Rewrite every row from the line containing "of the vertical" down to the end of the rows, changing "pixel coordinates" to "image coordinates" and leaving everything else as it is.
━━━ Given records
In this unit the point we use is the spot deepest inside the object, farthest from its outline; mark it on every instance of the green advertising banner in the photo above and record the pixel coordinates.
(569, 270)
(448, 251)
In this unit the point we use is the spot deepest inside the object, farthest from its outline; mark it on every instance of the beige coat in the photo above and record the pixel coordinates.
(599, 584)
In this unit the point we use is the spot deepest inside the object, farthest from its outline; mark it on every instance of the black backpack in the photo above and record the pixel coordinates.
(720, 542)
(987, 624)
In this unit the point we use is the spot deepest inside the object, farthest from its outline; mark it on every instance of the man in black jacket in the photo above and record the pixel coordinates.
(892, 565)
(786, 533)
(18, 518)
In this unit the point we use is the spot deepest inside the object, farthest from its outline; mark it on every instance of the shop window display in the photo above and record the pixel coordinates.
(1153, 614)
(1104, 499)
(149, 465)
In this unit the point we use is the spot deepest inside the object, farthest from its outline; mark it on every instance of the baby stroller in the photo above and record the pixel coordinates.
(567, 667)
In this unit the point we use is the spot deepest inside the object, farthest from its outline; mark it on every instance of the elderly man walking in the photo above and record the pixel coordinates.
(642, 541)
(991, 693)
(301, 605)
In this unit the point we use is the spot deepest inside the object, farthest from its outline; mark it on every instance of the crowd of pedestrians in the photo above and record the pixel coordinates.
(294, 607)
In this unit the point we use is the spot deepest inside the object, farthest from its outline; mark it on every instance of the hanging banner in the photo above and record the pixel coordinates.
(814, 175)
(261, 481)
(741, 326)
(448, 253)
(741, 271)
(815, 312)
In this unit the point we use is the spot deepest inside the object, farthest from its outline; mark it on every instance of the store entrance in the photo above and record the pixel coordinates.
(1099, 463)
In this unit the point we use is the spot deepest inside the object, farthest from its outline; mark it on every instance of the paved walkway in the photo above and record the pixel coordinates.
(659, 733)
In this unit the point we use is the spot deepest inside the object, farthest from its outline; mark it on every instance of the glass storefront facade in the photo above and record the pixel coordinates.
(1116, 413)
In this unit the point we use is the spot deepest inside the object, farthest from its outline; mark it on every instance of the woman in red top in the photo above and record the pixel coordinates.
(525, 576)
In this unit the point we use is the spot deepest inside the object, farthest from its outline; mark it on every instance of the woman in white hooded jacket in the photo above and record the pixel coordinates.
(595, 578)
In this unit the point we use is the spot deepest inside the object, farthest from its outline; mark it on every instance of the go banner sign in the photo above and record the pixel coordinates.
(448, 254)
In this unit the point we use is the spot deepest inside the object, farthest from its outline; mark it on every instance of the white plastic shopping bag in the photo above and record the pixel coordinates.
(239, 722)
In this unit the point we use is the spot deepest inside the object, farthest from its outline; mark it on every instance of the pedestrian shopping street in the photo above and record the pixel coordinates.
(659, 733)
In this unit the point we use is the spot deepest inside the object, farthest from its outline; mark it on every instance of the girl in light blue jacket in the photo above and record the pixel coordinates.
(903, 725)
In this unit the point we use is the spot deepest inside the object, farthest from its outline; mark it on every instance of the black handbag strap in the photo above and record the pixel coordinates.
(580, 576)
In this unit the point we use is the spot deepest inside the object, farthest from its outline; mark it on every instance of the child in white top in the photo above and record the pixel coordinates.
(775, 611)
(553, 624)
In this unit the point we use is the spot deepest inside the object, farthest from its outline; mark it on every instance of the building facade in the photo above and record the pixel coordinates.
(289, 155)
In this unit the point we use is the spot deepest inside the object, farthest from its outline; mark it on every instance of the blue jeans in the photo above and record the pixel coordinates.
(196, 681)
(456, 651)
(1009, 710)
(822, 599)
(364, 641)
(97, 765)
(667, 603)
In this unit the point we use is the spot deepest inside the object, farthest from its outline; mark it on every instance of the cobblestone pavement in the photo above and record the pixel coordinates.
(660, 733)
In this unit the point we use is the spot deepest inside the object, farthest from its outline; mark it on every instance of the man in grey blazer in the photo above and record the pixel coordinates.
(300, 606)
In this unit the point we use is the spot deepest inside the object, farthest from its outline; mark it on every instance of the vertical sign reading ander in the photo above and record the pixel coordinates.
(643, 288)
━━━━━━
The output =>
In this unit the point we use is the spot deepest inside the object, farthest from its outline; mark it on every instance of the vertical sign reading ander in the photo above and record the image coordinates.
(643, 288)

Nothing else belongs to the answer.